→ Your goal:
Reproduce only the lines that run from the line with "eastern bluebird ->" to the last line of the material, both ends included, exactly as they appear.

→ Saved entries:

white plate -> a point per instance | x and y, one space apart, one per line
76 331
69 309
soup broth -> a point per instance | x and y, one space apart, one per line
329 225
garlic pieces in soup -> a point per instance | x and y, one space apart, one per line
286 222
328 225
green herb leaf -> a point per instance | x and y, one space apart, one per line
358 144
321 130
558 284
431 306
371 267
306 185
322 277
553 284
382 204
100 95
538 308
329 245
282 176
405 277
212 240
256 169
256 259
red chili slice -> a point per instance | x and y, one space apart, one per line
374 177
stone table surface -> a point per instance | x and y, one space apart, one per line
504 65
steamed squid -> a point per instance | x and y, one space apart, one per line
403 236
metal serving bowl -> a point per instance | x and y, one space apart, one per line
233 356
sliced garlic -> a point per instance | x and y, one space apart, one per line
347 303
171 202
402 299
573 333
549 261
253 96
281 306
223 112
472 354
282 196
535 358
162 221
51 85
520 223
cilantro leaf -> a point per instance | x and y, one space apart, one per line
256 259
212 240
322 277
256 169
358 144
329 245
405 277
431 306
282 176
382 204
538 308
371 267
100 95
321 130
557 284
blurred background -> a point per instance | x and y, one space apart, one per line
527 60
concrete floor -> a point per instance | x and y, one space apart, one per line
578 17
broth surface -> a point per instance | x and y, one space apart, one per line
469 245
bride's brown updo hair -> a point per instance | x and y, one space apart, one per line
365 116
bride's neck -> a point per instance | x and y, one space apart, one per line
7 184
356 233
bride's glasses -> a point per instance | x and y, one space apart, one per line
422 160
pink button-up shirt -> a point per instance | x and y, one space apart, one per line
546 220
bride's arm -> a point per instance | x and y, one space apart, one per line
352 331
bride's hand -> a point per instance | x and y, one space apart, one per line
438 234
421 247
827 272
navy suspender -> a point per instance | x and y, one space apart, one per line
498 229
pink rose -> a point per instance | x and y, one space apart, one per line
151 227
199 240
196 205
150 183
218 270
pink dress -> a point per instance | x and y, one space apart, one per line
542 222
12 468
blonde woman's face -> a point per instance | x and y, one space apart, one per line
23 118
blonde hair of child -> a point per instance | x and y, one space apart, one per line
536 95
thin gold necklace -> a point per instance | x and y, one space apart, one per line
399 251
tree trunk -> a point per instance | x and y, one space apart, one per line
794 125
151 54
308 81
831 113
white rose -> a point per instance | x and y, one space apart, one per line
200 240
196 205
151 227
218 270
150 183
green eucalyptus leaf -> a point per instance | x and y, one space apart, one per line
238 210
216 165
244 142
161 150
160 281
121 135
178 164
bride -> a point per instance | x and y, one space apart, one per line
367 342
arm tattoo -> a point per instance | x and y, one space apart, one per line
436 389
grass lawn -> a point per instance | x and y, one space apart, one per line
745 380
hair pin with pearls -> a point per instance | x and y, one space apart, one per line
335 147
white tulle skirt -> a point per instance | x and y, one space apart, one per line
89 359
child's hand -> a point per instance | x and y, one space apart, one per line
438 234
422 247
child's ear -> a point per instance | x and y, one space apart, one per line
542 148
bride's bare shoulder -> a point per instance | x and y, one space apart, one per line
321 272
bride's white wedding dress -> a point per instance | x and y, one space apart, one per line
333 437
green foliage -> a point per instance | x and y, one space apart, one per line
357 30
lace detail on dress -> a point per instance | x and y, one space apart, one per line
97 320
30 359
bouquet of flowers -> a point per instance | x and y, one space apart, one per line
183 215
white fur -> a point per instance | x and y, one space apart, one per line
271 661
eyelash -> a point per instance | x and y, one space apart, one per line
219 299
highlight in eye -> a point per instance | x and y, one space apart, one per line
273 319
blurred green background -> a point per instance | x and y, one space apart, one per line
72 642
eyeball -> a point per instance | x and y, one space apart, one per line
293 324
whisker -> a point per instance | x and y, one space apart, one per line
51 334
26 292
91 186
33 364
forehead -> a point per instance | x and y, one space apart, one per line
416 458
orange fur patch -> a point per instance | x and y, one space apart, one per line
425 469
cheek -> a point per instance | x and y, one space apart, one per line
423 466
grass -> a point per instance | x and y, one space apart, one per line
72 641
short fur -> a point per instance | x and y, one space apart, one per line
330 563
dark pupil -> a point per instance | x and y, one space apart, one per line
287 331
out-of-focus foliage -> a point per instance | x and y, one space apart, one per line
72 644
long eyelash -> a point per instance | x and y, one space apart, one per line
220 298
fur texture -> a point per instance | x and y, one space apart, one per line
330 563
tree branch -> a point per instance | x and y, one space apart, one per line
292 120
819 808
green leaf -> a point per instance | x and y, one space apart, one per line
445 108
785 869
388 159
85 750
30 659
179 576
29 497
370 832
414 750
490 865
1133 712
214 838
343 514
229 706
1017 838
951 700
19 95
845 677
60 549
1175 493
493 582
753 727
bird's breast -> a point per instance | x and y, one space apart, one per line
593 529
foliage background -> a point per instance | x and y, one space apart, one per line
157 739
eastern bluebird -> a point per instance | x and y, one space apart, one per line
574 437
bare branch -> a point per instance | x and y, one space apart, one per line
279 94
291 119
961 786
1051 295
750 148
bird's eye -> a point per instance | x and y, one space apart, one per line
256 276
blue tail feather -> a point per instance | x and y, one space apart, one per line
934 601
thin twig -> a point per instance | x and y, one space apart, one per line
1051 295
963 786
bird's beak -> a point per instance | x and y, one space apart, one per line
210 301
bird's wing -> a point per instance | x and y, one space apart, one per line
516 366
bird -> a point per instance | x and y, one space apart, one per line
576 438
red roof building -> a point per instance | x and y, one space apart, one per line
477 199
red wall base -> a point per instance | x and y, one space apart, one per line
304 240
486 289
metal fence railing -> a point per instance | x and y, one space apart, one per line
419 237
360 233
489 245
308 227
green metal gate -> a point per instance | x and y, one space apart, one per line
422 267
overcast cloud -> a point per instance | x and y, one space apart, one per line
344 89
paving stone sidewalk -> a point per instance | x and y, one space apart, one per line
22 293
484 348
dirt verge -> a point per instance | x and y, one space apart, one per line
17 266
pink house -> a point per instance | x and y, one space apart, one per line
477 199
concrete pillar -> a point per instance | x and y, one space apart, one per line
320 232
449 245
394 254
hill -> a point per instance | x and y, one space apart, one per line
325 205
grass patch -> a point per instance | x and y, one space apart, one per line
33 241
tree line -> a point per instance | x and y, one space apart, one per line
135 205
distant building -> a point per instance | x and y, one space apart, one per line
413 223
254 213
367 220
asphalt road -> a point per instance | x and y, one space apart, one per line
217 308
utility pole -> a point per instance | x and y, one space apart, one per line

→ Solved exercise:
eastern bluebird -> a point per instance | x and y, one space apart, one per line
574 437
bare branch -> a point per instance | x and y, one space apart, one per line
279 94
291 119
961 786
1051 295
750 148
bird's eye -> a point per instance | x and y, one space apart, one per line
256 276
blue tail feather -> a point per instance | x and y, one space apart, one per line
934 601
thin twig -> a point per instance | x and y, one space apart, one per line
1051 295
963 786
bird's beak -> a point per instance | x and y, one space apart, one per line
210 301
bird's wing -> a point per instance | x and y, one space apart, one per line
516 366
bird -> a point per instance | x and y, one space apart, one per line
576 438
red roof building -> a point per instance | x and y, one space apart, one per line
477 199
red wall base -> a point per instance | x and y, one space apart, one per line
304 240
486 289
metal fence railing -> a point per instance | x and y, one space apart, one per line
419 237
360 233
489 245
308 227
green metal gate -> a point per instance | x and y, one space apart, one per line
422 267
overcast cloud -> a point per instance | x and y, one space apart, one per line
344 89
paving stone sidewalk -> a point per instance | x and y, one space apart, one per line
22 293
484 348
dirt verge -> a point per instance | x and y, one space apart, one per line
17 266
pink house -> a point per instance | x and y, one space apart, one per line
477 199
concrete pillar -> a point per instance | x and y, one space apart, one per line
320 232
449 245
394 254
hill -> a point per instance | x and y, one space apart, one per line
325 205
grass patch -> a point per instance | x and y, one space apart, one per line
33 241
tree line -> a point per instance | x and y, one space apart, one per line
135 205
distant building -> a point per instance | x and y, one space apart, one per line
413 223
254 213
367 220
asphalt road -> a point per instance | x and y, one space apart, one per line
217 308
utility pole -> a point per instance | x and y, one space apart, one per line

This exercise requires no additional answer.